*** Opening Exercise data ***
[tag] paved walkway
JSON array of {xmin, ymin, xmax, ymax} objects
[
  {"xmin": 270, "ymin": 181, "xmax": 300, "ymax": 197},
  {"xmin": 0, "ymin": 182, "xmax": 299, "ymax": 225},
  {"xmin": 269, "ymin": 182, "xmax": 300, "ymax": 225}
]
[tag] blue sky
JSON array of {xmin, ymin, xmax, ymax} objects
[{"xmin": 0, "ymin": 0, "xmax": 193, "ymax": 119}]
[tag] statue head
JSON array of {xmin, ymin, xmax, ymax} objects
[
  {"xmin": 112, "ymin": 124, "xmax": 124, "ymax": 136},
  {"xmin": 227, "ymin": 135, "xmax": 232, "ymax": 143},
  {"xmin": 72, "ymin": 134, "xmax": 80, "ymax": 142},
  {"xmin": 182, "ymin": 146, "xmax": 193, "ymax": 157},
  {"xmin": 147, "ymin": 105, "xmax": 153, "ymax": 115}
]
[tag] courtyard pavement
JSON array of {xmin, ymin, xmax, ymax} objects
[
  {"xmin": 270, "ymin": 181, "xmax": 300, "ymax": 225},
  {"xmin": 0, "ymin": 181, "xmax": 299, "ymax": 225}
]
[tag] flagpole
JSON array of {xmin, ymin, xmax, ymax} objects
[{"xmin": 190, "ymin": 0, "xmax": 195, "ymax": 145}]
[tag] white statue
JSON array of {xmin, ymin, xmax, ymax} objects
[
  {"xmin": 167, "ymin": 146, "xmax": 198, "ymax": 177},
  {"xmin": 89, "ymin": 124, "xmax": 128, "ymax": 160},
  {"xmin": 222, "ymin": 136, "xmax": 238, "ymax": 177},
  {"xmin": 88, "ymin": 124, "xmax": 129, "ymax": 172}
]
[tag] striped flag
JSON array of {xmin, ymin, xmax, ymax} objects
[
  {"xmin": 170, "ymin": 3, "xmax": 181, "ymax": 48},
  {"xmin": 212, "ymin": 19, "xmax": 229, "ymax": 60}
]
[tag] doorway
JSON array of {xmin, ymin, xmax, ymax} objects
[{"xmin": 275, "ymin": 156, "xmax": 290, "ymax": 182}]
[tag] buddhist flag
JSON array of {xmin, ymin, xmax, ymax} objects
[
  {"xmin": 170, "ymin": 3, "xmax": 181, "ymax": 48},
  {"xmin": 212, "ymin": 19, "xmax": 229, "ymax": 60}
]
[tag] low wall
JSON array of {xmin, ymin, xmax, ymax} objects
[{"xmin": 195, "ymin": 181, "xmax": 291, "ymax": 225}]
*** Closing Exercise data ***
- **Problem**:
Return all the lines shown above, precisely as they stand.

- **Finished exercise**:
[tag] paved walkway
JSON array of {xmin, ymin, xmax, ymax} objects
[
  {"xmin": 270, "ymin": 181, "xmax": 300, "ymax": 197},
  {"xmin": 0, "ymin": 182, "xmax": 299, "ymax": 225},
  {"xmin": 269, "ymin": 182, "xmax": 300, "ymax": 225}
]
[tag] blue sky
JSON array of {xmin, ymin, xmax, ymax} objects
[{"xmin": 0, "ymin": 0, "xmax": 193, "ymax": 119}]
[tag] statue head
JSON array of {xmin, ymin, xmax, ymax} objects
[
  {"xmin": 112, "ymin": 124, "xmax": 124, "ymax": 136},
  {"xmin": 227, "ymin": 135, "xmax": 232, "ymax": 143},
  {"xmin": 72, "ymin": 134, "xmax": 80, "ymax": 142},
  {"xmin": 182, "ymin": 146, "xmax": 193, "ymax": 157},
  {"xmin": 147, "ymin": 105, "xmax": 153, "ymax": 115}
]
[tag] courtyard pavement
JSON array of {xmin, ymin, xmax, ymax} objects
[
  {"xmin": 270, "ymin": 181, "xmax": 300, "ymax": 225},
  {"xmin": 0, "ymin": 181, "xmax": 299, "ymax": 225}
]
[tag] flagpole
JSON array of {xmin, ymin, xmax, ymax} objects
[{"xmin": 190, "ymin": 0, "xmax": 195, "ymax": 145}]
[tag] white statue
JSON array of {xmin, ymin, xmax, ymax} objects
[
  {"xmin": 167, "ymin": 146, "xmax": 198, "ymax": 177},
  {"xmin": 89, "ymin": 124, "xmax": 128, "ymax": 160},
  {"xmin": 222, "ymin": 136, "xmax": 238, "ymax": 177},
  {"xmin": 88, "ymin": 124, "xmax": 129, "ymax": 172}
]
[tag] striped flag
JSON array of {xmin, ymin, xmax, ymax} objects
[
  {"xmin": 170, "ymin": 3, "xmax": 181, "ymax": 48},
  {"xmin": 212, "ymin": 19, "xmax": 229, "ymax": 60}
]
[tag] doorway
JSON array of {xmin, ymin, xmax, ymax} objects
[{"xmin": 275, "ymin": 156, "xmax": 290, "ymax": 182}]
[tag] buddhist flag
JSON array of {xmin, ymin, xmax, ymax} objects
[
  {"xmin": 170, "ymin": 3, "xmax": 181, "ymax": 48},
  {"xmin": 212, "ymin": 19, "xmax": 229, "ymax": 60}
]
[tag] low wall
JSON array of {xmin, ymin, xmax, ymax} objects
[{"xmin": 195, "ymin": 181, "xmax": 291, "ymax": 225}]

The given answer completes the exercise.